Prompt:
In the forum thread, what does trbell say they are trying not to turn this into?

# On Behalf of Tom



## Guest (Jul 26, 2003)

... I would like to say that, knowing him personally, I feel sometimes he is greatly misunderstood. I would also like to say that he has helped me greatly when I had no one else to turn to. He's always been fair, straight forward and kind to me.Any time that I have become negative with him in the past was due to my own inability to see that I was allowing myself to become a "victim".He is a good and caring person with a great deal of insight that I think is sometimes overlooked.In the past week he has gone to bat for me, and just today he made the difference between black and white for me just by helping me to view my own thoughts from a different perspective.Tom, you are a very good friend to me, and regardless of the negativity that surrounds us at the moment, I will always be your friend.Evie


----------



## trbell (Nov 1, 2000)

Thanks, Evie, but I am trying not to turn this into a contest.Bada


----------



## Guest (Jul 26, 2003)

Extracted material:
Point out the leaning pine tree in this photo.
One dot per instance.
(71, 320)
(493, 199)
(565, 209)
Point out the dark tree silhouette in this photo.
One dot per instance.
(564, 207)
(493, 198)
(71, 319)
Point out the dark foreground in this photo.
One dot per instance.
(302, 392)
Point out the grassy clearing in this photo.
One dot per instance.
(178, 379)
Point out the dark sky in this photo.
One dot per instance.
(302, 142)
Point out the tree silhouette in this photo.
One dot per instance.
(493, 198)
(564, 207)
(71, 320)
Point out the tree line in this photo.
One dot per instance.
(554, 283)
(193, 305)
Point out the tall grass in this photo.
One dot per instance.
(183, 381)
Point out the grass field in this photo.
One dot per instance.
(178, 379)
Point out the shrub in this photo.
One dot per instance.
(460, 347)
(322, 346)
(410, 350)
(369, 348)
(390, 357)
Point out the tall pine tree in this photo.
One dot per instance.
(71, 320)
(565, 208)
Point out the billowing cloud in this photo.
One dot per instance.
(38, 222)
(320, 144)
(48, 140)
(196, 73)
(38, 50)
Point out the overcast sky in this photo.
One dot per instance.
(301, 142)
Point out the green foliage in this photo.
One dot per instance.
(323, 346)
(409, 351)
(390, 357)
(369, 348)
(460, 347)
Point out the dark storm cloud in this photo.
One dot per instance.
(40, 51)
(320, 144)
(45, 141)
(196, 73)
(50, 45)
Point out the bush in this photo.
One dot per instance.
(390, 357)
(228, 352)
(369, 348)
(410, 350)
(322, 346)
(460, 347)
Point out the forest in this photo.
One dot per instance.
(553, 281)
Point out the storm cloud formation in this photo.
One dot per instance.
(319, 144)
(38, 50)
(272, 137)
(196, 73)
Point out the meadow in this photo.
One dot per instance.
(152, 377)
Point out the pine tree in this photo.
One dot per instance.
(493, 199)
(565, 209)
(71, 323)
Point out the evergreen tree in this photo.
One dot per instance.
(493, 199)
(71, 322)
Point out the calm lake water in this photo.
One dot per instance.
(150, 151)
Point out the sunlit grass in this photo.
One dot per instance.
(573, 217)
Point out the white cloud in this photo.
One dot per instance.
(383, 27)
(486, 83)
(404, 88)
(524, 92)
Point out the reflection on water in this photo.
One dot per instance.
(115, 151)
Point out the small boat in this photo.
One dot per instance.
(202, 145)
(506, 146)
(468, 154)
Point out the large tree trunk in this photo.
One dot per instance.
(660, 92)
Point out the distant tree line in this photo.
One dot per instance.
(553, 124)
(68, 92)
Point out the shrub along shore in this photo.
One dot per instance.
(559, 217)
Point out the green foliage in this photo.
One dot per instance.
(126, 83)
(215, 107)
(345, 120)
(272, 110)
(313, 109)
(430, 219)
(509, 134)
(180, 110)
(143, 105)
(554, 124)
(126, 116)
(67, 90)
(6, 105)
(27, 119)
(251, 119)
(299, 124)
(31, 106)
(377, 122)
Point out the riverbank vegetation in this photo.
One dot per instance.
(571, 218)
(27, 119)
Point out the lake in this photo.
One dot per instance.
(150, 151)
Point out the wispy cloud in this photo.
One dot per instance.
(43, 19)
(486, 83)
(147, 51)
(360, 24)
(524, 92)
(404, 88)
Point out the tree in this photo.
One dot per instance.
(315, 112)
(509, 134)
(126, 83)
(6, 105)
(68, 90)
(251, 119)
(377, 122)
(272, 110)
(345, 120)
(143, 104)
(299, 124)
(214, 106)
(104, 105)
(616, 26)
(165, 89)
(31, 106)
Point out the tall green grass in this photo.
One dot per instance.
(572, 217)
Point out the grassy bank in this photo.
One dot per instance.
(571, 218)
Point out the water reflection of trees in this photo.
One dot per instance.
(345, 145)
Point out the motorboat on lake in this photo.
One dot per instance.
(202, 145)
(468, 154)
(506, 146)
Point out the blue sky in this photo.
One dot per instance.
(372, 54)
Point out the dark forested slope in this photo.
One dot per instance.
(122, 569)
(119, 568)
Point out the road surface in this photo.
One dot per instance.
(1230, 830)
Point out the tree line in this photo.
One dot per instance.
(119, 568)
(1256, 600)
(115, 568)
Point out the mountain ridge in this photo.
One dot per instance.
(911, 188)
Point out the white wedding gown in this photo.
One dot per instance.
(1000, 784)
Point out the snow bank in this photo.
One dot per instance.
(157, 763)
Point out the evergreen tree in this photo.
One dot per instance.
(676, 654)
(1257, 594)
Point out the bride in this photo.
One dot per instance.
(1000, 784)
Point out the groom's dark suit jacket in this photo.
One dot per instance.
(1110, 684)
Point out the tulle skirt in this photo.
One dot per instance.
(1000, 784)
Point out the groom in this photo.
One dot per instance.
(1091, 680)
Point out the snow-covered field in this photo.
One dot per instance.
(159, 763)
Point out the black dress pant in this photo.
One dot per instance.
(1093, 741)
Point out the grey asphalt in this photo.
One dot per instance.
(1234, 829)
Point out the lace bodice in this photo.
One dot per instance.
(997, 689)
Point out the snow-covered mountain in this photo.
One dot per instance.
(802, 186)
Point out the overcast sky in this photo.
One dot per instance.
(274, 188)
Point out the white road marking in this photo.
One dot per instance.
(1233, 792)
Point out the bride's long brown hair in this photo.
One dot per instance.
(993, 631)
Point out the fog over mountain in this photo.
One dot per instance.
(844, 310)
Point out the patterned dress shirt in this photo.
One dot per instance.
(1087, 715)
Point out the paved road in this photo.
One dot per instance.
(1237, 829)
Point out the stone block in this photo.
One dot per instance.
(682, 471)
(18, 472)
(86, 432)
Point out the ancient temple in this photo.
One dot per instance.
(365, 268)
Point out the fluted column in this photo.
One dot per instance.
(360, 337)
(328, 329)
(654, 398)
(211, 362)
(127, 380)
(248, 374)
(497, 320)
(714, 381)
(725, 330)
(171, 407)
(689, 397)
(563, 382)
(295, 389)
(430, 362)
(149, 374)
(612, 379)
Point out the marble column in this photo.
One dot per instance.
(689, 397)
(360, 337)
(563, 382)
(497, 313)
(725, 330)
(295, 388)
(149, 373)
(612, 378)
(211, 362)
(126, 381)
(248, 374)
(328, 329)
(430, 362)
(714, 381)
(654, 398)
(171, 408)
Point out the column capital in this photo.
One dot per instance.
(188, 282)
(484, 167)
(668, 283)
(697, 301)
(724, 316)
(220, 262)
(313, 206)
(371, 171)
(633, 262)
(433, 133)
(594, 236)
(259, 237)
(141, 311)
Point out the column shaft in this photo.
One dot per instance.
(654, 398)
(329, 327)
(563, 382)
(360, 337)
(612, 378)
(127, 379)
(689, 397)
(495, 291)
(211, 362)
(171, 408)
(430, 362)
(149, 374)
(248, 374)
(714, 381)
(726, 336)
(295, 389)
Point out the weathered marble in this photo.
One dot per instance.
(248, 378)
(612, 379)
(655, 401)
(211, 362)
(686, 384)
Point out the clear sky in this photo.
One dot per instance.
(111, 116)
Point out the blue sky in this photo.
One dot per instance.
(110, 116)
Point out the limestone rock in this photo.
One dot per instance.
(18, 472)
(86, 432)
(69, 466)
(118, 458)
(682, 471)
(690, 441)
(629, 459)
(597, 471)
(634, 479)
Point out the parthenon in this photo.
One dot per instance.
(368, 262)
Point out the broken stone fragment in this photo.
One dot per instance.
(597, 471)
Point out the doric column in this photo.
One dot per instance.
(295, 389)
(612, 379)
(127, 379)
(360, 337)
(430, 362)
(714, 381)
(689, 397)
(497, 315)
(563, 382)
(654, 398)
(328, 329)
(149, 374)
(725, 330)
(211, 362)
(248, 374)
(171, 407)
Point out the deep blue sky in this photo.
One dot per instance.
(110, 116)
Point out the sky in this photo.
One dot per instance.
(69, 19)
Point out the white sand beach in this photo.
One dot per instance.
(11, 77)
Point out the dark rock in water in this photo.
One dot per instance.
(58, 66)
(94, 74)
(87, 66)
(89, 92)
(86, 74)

Written answer:
A contest.